***** SUPPLIED TEXT

I believe that you will want to redo your outdoor living space for these tortoise.....or you will want to reconsider moving that wood enclosure indoors....the reason that I say this is because if you keep the torts outdoors then they must have access to a place that they can dig down into the earth to regulate their temps when it becomes too hot or too cold...and that enclosure does not appear to allow this....above ground without proper shelter you leave your tort exposed to the weather---which is not a natural situation...and the tort in the pic was clearly at one time a wild tort--so they have the skills if offered the appropriate access to a more varied space....just my thoughts.

Also, the tort may become stressed even more so in that small glass tank...I would move that wood enclosure that you have outside into the house and keep it warm ---this way that tort can feel a bit more secure due to a more familiar environment.....just what I would do...


----------



## ssha_miami (Feb 3, 2013)

ascott said:


> I believe that you will want to redo your outdoor living space for these tortoise.....or you will want to reconsider moving that wood enclosure indoors....the reason that I say this is because if you keep the torts outdoors then they must have access to a place that they can dig down into the earth to regulate their temps when it becomes too hot or too cold...and that enclosure does not appear to allow this....above ground without proper shelter you leave your tort exposed to the weather---which is not a natural situation...and the tort in the pic was clearly at one time a wild tort--so they have the skills if offered the appropriate access to a more varied space....just my thoughts.
> 
> Also, the tort may become stressed even more so in that small glass tank...I would move that wood enclosure that you have outside into the house and keep it warm ---this way that tort can feel a bit more secure due to a more familiar environment.....just what I would do...



Thank you, I appreciate your suggestion. I hope to redo the hutch put deeper soil for them to burrow and keep them outside, since I live in miami. the temp is good, for example this week is 65-79, and sunlight is sufficient. Just occasionally cold night around 55 degree, in which I will move them sleep indoor. Actually the hutch has a lid, I only open the lid when I stay at home, or feed water and food. Mostly, lid is closed and sunlight can cover half the cage. Coldest temp during day time is their bedroom, 70 degree. The sunspot is 82-83 degree. Btw, there is a layer of soft cushion on the very bottom to keep temp. then a layer of waterproof cloth to hold the sand and soil, at the top is a layer of sand and soil, now is 2 inch deep. Will put more, to make deeper.

**********
***** SUPPLIED ENTRIES

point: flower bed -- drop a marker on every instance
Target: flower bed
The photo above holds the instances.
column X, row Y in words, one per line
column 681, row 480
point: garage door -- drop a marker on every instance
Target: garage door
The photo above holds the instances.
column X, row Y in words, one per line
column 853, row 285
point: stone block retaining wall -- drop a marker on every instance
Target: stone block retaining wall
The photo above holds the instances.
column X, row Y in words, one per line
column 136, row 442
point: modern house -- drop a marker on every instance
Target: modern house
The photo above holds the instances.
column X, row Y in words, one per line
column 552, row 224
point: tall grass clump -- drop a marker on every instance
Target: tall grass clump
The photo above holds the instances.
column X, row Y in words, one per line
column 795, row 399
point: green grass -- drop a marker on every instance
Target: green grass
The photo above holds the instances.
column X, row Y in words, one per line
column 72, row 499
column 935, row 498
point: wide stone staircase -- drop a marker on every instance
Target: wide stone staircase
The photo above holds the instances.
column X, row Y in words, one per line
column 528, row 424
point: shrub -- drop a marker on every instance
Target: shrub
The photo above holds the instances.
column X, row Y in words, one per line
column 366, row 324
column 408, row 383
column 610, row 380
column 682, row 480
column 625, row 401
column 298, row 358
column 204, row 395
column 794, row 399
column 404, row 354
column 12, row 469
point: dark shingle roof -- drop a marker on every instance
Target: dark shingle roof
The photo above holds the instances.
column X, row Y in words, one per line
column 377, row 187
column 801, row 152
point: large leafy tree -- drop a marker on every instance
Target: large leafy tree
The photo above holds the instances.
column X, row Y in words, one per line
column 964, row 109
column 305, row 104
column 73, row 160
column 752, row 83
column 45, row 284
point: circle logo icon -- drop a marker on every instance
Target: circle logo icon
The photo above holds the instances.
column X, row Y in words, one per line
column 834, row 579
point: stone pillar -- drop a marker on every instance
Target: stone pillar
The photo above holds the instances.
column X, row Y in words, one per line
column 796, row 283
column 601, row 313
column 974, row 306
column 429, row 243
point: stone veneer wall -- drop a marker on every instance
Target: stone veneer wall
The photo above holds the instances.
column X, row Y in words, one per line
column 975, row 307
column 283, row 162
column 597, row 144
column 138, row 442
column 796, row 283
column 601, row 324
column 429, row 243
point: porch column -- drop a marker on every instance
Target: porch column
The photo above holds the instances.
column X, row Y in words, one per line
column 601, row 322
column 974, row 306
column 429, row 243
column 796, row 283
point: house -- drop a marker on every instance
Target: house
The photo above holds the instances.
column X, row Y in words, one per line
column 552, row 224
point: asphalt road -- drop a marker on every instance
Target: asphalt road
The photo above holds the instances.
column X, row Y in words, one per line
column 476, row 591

**********
***** SUPPLIED ENTRIES

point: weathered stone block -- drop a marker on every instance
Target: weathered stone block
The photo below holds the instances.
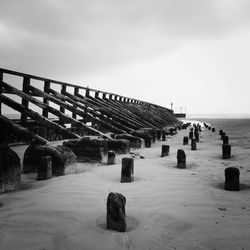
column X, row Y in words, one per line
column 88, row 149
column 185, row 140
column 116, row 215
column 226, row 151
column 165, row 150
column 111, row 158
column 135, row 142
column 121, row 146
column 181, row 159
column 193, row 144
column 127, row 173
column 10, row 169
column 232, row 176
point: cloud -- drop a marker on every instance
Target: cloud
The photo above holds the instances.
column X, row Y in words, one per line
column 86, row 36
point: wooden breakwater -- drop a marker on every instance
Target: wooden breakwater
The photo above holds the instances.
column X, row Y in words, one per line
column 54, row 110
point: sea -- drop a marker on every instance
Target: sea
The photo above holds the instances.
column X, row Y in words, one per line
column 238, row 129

**********
***** SUPPLIED ENTRIES

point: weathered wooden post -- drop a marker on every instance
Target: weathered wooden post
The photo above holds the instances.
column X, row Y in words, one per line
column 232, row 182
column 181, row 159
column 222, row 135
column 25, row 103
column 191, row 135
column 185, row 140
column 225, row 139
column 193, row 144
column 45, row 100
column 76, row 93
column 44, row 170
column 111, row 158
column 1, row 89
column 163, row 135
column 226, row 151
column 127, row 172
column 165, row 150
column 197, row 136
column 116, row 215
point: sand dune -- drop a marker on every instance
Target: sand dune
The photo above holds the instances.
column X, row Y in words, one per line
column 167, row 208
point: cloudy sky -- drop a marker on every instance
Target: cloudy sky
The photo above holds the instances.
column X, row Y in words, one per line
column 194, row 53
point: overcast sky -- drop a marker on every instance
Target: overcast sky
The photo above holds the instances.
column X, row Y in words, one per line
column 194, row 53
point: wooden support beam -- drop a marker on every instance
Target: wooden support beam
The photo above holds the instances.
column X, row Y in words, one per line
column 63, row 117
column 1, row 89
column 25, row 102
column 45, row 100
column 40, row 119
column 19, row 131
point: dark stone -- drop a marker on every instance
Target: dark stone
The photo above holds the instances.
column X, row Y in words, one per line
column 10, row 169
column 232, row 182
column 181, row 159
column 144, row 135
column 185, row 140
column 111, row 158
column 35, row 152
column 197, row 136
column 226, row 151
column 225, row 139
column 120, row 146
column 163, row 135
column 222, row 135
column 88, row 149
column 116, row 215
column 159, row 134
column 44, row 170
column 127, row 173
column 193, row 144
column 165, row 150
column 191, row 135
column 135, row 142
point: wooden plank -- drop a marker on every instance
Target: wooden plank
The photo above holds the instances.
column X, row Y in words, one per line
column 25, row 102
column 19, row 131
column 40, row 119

**********

# TASK INSTRUCTIONS
(A) Name the layers in the bottom of the hutch described in the tortoise thread, in order from the very bottom to the top.
(B) Please write the next part of the tortoise thread, picking up after its final sentence.

# ANSWERS TO THE EXERCISE
(A)
1. A layer of soft cushion
2. A layer of waterproof cloth
3. A layer of sand and soil

(B)
----------



## ssha_miami (Feb 4, 2013)

I am struggling to make decision if I need to move it indoor. Sunlight is so sufficient everyday. If they live indoor, no sunlight at all, only on basking light, no wind, no rain....life kinda boring. I observe the temp, daytime overall 80 degree. Half cage under sunshine 85 degree, dark shadow bedroom 75 degree. Still hope to keep it outdoor.


----------



## Yvonne G (Feb 11, 2013)

Your steppe tortoises need a pen built onto the ground, and a large space. That hutch is nowhere near big enough for two steppe tortoises. I'm sure they would be ok to live outside all the time in Florida. They are pretty cold hardy. The only problem would be the rain. You would have to have a nice, dry house for them to retreat into when it rains. I would say that two steppe/russian tortoises require a space of at LEAST about 5' x 8'.


----------



## ssha_miami (Feb 14, 2013)

Thank you for you all suggestions. The male tort has been recovered since last weekend. But I sent it back to petsmart today ,catch the return deadline, after a hard decision. The enclosure is fixed size, I agree he might be bullied by his wife. Gave him a soak and a full dinner before he left. A little bit sad.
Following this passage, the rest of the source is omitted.